■ Source excerpt
================================

Develop a realistic financial plan

With planning, your financial resources should continue to be adequate to meet your goals. It is advisable to try living on a projected income (with projected expenses) for a couple of months in order to determine how accurate your predictions are when faced with reality. You may also want to review your investment portfolio. If so, remember the basics of good investing: find investments you understand and are comfortable with. Research before buying, choose an appropriate risk level, diversify, stay calm and understand that a financial planner does not take the place of common sense.

Know your financial personality

Your financial personality is important for you to consider before you attempt to develop a financial plan or an investment strategy or choose an advisor. Your financial personality includes your values, life plans, goals, risk tolerance, and attitudes towards earning, spending, debt, savings and money in general. Talking about how you view and connect with money is an extremely important aspect of working with a financial planner. Your financial plan, a recommended portfolio or asset allocation should be constructed around you, your values and your goals, taking both your financial and psychological needs into consideration. You want to walk away from meetings with your financial advisor with the assurance that your plans are realistic and fully attuned to your financial personality and needs.

Consider values-based financial planning

Many financial planners offer a values-based approach to money management, which means they will assist you in a thoughtful appraisal of your financial life taking your entire life into consideration. They encourage looking at the way you make fundamental decisions about your finances, how you earn, how you spend, how you save and how you play. Linking your values to your money management means you will have an opportunity to align your financial goals with the life you desire.

================================

■ Short problem
Answer these questions from the financial planning text.
1. For how long does the text advise trying to live on a projected income with projected expenses?
2. What does a financial personality include?
3. What does a values-based approach to money management mean, according to the text?
The records play no role here.

■ Items
================================

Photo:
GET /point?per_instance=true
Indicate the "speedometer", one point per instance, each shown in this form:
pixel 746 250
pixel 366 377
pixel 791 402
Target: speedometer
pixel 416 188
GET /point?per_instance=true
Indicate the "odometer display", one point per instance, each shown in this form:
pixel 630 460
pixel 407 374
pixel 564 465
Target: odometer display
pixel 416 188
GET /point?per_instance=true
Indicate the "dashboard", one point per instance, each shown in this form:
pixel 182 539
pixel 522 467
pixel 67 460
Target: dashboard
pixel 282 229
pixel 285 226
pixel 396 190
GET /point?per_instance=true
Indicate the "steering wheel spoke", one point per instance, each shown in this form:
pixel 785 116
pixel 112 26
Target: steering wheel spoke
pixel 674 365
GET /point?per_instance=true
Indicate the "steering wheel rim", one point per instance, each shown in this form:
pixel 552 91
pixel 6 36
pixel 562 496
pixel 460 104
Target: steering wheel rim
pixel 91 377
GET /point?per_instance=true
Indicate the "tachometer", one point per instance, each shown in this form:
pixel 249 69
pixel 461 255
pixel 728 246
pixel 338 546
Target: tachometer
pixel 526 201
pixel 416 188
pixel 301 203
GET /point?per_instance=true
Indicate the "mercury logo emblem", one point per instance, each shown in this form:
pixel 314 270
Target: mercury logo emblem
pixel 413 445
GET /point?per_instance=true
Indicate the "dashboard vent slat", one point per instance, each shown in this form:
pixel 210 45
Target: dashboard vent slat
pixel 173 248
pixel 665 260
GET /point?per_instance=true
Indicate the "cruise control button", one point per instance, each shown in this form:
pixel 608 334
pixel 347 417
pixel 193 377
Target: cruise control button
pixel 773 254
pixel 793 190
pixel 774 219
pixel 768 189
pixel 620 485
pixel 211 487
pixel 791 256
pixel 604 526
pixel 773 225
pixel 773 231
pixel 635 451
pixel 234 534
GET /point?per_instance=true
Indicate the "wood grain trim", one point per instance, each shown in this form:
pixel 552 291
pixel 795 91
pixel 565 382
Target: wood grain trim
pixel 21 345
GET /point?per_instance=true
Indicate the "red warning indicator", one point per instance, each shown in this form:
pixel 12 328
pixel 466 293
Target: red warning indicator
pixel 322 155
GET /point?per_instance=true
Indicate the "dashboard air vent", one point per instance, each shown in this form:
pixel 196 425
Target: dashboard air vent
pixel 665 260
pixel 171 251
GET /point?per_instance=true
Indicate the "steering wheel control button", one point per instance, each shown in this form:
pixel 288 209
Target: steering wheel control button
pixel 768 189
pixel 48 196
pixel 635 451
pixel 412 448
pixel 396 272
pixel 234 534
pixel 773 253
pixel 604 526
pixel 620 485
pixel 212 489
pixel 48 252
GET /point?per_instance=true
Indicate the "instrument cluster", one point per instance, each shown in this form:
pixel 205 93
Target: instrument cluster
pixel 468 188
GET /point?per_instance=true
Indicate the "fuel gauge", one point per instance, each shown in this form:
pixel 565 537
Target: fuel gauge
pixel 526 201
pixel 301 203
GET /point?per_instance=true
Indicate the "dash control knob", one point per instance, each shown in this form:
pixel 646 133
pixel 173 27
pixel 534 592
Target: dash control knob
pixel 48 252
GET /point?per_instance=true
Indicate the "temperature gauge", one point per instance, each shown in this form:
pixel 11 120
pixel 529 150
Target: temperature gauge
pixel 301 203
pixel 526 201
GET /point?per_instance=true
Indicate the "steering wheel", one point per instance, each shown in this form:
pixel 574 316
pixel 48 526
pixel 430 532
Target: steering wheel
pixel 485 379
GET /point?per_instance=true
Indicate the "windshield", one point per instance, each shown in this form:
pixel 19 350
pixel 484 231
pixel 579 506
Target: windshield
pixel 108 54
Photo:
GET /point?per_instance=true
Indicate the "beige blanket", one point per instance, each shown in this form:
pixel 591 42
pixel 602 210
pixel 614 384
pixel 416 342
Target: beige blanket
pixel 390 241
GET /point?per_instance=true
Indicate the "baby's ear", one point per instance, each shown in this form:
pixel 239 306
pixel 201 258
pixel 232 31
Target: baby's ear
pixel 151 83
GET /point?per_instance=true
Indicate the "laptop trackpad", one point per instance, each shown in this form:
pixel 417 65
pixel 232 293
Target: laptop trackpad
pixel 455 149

================================

■ Result of this exercise
1. For a couple of months.
2. Your values, life plans, goals, risk tolerance, and attitudes towards earning, spending, debt, savings and money in general.
3. The planner will help you thoughtfully appraise your financial life, taking your entire life into consideration.